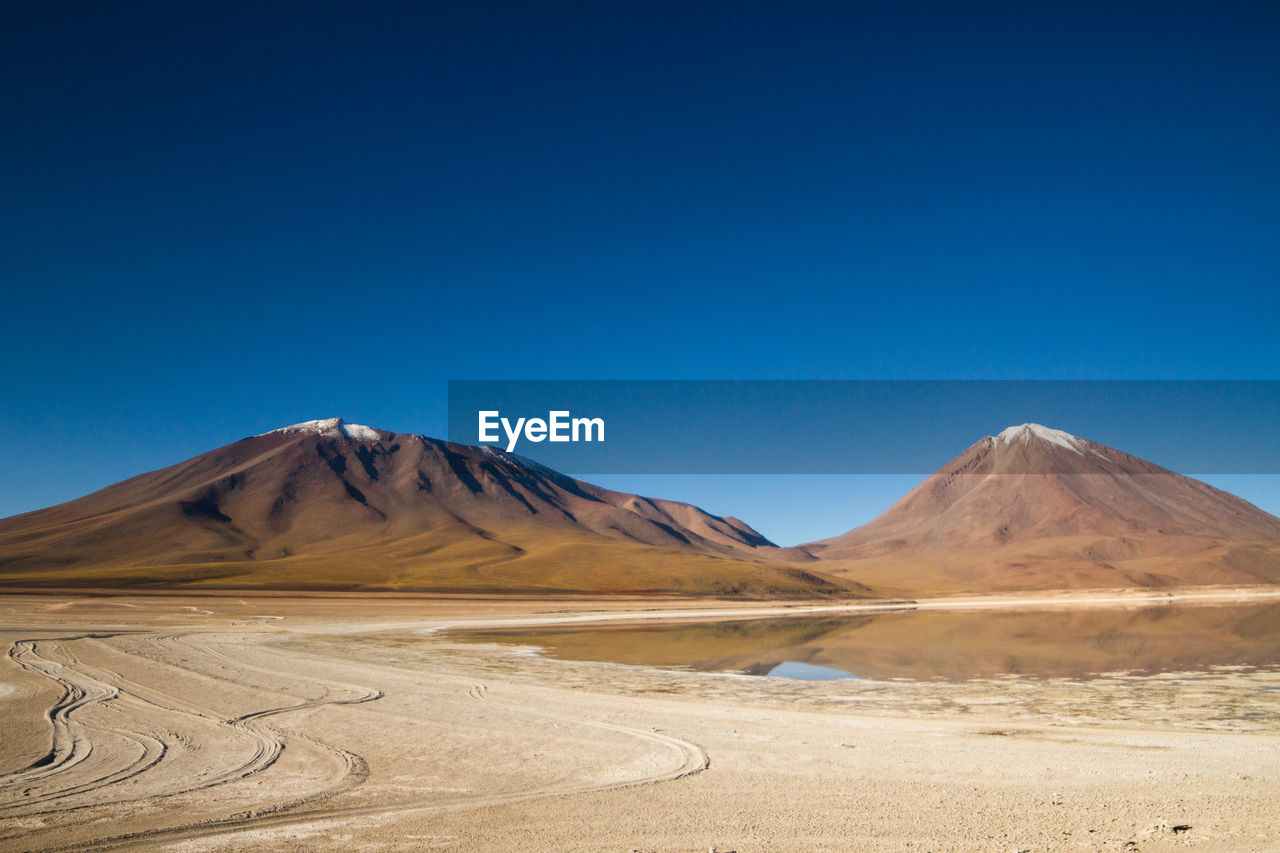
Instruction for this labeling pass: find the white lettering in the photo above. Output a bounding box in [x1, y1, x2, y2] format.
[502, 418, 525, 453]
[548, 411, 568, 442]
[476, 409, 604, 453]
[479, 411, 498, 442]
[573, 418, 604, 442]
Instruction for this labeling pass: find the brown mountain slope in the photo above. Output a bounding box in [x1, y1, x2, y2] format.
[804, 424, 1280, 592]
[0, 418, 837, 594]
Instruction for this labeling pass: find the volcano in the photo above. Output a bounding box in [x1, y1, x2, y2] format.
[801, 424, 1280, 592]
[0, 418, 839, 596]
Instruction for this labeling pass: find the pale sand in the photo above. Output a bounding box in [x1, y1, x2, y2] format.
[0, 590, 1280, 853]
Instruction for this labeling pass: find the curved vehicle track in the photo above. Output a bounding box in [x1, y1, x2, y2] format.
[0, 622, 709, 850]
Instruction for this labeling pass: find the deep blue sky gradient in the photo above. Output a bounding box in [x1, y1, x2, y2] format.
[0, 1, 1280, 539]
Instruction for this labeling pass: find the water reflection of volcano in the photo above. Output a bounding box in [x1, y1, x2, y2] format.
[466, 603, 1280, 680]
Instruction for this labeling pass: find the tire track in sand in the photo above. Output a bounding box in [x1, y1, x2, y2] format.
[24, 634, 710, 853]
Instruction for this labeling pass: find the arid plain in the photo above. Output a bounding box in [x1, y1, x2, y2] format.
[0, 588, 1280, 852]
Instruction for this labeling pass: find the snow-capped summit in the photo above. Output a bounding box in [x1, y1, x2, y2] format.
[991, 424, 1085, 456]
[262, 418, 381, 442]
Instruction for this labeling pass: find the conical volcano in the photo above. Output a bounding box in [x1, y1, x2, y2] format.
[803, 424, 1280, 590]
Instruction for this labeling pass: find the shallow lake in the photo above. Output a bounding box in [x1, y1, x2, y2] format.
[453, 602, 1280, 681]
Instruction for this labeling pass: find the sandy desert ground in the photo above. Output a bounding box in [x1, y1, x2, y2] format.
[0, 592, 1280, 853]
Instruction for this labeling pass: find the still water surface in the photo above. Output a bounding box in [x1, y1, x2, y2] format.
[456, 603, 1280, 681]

--

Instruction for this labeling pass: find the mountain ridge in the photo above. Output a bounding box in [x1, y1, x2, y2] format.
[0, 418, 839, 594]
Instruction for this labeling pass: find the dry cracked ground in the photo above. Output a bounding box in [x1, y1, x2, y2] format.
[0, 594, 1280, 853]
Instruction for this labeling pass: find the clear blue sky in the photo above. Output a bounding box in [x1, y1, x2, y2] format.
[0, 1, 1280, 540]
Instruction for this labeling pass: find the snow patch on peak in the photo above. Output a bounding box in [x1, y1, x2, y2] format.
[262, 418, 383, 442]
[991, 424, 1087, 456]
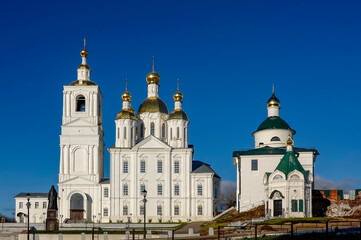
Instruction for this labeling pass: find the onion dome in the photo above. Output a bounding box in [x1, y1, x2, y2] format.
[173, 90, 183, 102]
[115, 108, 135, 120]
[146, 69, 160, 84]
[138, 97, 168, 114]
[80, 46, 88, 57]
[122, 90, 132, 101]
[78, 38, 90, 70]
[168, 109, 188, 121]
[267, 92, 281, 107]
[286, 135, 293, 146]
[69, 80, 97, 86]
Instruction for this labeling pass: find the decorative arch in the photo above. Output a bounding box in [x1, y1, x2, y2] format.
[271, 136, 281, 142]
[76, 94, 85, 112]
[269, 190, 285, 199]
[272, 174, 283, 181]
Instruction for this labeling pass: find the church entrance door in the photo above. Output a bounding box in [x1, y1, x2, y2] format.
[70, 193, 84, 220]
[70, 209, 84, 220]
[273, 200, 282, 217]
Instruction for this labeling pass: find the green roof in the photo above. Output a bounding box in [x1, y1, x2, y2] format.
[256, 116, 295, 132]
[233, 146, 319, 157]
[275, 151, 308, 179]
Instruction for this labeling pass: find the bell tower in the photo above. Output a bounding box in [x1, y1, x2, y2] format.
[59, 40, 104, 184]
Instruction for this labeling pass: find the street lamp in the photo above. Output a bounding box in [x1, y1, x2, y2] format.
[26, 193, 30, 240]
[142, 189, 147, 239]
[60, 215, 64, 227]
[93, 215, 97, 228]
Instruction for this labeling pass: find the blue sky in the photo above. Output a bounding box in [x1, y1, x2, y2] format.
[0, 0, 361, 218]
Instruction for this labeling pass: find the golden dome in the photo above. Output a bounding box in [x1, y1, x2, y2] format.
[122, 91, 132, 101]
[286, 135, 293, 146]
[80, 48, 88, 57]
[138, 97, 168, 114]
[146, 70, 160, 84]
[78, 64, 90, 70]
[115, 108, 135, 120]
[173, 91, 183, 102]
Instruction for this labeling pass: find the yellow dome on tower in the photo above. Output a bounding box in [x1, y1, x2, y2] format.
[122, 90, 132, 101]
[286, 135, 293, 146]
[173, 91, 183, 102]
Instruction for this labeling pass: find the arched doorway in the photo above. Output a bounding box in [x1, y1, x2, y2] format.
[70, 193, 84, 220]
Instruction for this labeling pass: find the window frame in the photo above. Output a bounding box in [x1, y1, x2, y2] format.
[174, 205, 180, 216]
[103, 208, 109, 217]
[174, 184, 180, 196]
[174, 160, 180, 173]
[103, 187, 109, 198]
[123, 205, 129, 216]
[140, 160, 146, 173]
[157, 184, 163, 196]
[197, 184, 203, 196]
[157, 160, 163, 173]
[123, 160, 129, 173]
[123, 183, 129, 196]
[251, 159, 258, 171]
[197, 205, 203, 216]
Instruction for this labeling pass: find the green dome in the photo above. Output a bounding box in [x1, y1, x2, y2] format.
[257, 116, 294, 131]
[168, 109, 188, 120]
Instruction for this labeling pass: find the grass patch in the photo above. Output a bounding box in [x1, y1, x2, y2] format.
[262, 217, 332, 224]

**What is needed**
Transcribe the listing without alteration, starting at the line containing "Instruction for this labeling pass: find the snow-capped" and continuing through the line containing "[456, 603, 1280, 681]", with both of those lines included.

**Answer for the task**
Instruction for this labeling pass: find the snow-capped summit in the photo above. Output a bounding box in [x1, y1, x2, y2] format.
[991, 424, 1085, 456]
[262, 418, 381, 442]
Instruction for this labeling pass: find the conical volcano in the photo above. Output a bounding box in [x1, y1, x2, y2] format.
[803, 424, 1280, 590]
Instruction for this labeling pass: find the shallow lake in the photo above. Output a bounding box in [x1, y1, x2, y2] format.
[453, 602, 1280, 681]
Instruction for this labeling pass: find the sandy desert ground in the photo above. Output a bounding box in [x1, y1, x2, y2] format.
[0, 592, 1280, 853]
Instruction for this labeling pass: find the still water surface in the photo above. Output a bounding box in [x1, y1, x2, y2] format.
[456, 603, 1280, 681]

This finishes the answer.